Check out part one at: http://www.dallasnews.com/sharedcontent/dws/dn/
latestnews/stories/061007dnentapt_overview.2e85b2c8.html. You can find the second part on the paper's website today.
The challenge of providing adequate housing stock for the expanding population of a growing urban community like Dallas is enormous and requires a courageous public commitment to be successful. Political will, creative leadership, various, often complicated funding tools and the willingness to do the right thing for the entire community, no matter what the political consequences, are all essential ingredients to any successful housing strategy.
Our experience here at CDM in attempting to develop affordable units to meet part of the growing need has been very instructive. Here a just a few of the lessons we've learned over the past six years:
- Deals take too long--one of our largest, mixed use, mixed income projects that we are planning to build in East Dallas has been underway for over 5 years! The frustrations have been incredible and daily. Only non-profit developers like us will have the patience to stay with deals like this one, and the jury is still out on whether or not we will actually close into construction.
- Every project is enormously complicated from a financial standpoint. Layer upon layer of financing of various kinds are involved in all of our projects. Pre-development funds are scarce. Interim financing is complicated and permanent financing at the conclusion of projects is never easy or certain.
- Public involvement, usually essential for any successful project, is almost always a struggle to acquire and requires lots and lots of patience and determination. If and when it arrives, it is generally too little to assure a deal's success.
- Timing presents many challenges. Acquiring and holding property is difficult for non-profit developers in areas where for-profit companies just don't want to work due to the number of challenges that are not present in easier-to-develop, suburban areas. Marketing and property management services that are necessary to lease up projects and operate them in a high quality manner also add costs to projects that often come to market on razor thin profit margins.
Just recounting a few of the most common hurdles we face in attempting to bring high-quality, affordable housing to our market makes me wonder why we stay at it!
Of course the answer is people, our neighbors. The report makes it clear that the economy of the entire community depends upon the continued and increased development of housing stock for our growing workforce.
A couple of important facts surfaced in the first part of the housing report. Both are extremely troubling.
First, 42% of Dallas households are "cost-burdened,' that is they pay over 30% of their income on housing costs. That's an amazing number, especially in a city that is tearing down thousands of affordable units and replacing them with upscale, expensive homes, condos and luxury apartment developments.
Second, the current trend lines for median income and home values are not good news. Median income here in Dallas in 1990 was $27,469 with the median cost of a home at $78,300. By 2000, income rose to $37,628 and home values were up to $94,456. In 2005, median income actually slipped to $36,403 while home costs continued to rise to $120,900.
⁂
▸ Problem set
1. According to the Dallas housing text, what percentage of Dallas households are cost-burdened?
2. Summarize the Dallas housing text in two sentences.
The entries that follow have no connection to the Dallas housing text.
⁂
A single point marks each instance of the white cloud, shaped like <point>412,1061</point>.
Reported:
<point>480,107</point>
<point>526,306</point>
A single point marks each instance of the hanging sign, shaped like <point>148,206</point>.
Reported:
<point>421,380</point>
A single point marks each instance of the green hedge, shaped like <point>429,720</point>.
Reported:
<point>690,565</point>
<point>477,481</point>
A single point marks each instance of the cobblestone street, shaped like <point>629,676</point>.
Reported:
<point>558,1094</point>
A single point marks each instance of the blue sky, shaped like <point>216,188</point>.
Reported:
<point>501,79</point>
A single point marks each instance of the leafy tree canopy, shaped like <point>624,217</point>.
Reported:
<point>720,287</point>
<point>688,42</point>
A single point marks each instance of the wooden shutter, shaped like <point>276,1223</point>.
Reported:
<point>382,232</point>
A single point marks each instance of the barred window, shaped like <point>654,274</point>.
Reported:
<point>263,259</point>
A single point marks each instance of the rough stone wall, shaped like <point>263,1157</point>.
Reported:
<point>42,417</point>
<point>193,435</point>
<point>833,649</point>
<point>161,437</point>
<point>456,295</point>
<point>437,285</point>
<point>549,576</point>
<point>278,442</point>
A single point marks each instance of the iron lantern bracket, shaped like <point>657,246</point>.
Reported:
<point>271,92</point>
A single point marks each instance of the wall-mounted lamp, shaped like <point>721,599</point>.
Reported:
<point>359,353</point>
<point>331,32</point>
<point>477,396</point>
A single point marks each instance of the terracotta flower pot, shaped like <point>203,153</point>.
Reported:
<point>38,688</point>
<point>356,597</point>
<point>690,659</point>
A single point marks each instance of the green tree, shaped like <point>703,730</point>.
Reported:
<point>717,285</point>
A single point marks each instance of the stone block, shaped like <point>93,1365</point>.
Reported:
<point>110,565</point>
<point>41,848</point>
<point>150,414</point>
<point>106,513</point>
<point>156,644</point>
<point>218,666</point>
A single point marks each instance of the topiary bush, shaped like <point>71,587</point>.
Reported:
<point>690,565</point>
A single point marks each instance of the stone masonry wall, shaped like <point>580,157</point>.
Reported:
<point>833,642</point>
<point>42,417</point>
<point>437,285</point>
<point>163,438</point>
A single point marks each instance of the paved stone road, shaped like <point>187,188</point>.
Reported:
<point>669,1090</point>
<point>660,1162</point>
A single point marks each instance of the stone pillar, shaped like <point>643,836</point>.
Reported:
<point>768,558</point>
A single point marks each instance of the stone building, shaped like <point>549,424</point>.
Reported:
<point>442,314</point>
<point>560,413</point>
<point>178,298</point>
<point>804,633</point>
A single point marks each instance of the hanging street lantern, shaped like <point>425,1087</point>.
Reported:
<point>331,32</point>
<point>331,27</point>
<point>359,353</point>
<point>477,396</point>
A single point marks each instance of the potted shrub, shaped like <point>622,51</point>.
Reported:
⁂
▸ Task solutions
1. 42% of Dallas households are cost-burdened.

2. Providing adequate housing for a growing city like Dallas requires a courageous public commitment, and CDM's efforts to develop affordable units have taught it several lessons: deals take too long, financing is complicated, public involvement is hard to acquire, and timing presents challenges. A housing report found that 42% of Dallas households are cost-burdened and that median income slipped between 2000 and 2005 while median home costs continued to rise.